*Tarefa proposta 1:* Como fica em inglês a frase "Formou-se na TL Hanna High School em 1995.", do texto sobre Boseman?
*Tarefa proposta 2:* Pode repetir fielmente o trecho do texto sobre Boseman que se inicia nas palavras "Estreou na TV" e vai até "tomou outro rumo.", inclusive?
*Tarefa proposta 3:* Que viria em seguida no texto sobre a trajetória de Boseman, a partir do ponto em que ele termina?

*Texto da página:*
Revelava coragem, e resiliência. Boseman nasceu em Anderson, na Carolina do Sul, em 29 de novembro de 1976. Formou-se na TL Hanna High School em 1995. Escreveu sua primeira peça, Crossroads, e a encenou na escola, depois que um colega foi baleado e morto. Começava uma carreira de militância. Prosseguiu os estudos na Universidade Howard, em Washington, onde se formou, em 2000, em artes plásticas e direção. Seu sonho era ser escritor e diretor, e ele foi fazer um curso de interpretação na Inglaterra, convencido de que ajudaria no seu relacionamento com atores.
Estreou na TV em 2003. Participou de episódios de séries como Law & Order, CSI New York e ER. Dirigia uma peça off-Broadway no East Village quando foi chamado a fazer um teste para ator no filme 42, sobre o lendário jogador de beisebol Jackie Robinson. Chegou a pensar em desistir do teste, porque preferia ser diretor e dramaturgo, mas foi aprovado e sua vida tomou outro rumo.

*Dados registrados:*
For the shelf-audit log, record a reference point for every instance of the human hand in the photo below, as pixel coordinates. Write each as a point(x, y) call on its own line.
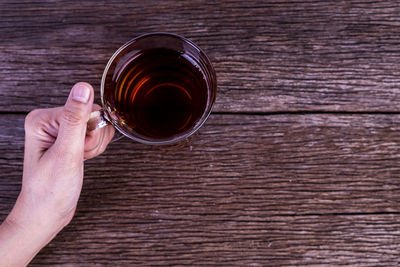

*Resultado da tarefa 1:* He graduated from TL Hanna High School in 1995.

*Resultado da tarefa 2:*
Estreou na TV em 2003. Participou de episódios de séries como Law & Order, CSI New York e ER. Dirigia uma peça off-Broadway no East Village quando foi chamado a fazer um teste para ator no filme 42, sobre o lendário jogador de beisebol Jackie Robinson. Chegou a pensar em desistir do teste, porque preferia ser diretor e dramaturgo, mas foi aprovado e sua vida tomou outro rumo.

*Resultado da tarefa 3:*
Interpretou guerreiros. O super-herói T’Challah, o deus Tot (em Deuses do Egito). Interpretou os heróis do cotidiano, que enfrentaram o preconceito. O astro do beisebol Robinson, o cantor, compositor e produtor musical James Brown. Rapidamente, num período curto de tempo, fez história e virou referência no imaginário do público afro-americano.
Nas redes sociais, amigos e fãs lamentaram a morte de Chadwick. “Obrigado, Chadwick, por tudo que você nos deu. Precisávamos disso e vamos sempre dar valor a isso”, escreveu Samuel L. Jackson. E Oprah Winfrey: “Que alma gentil e abençoada. Grandeza entre cirurgias e sessões de químio. A coragem, a força que isso exige. Esse é o rosto da dignidade”.
Boseman não teve tempo de fazer Pantera Negra 2, mas deixou pronto um filme produzido por Denzel Washington e coestrelado por Viola Davis. Ma Rainey's Black Bottom é uma adaptação da peça de mesmo nome, de 1982, do dramaturgo August Wilson.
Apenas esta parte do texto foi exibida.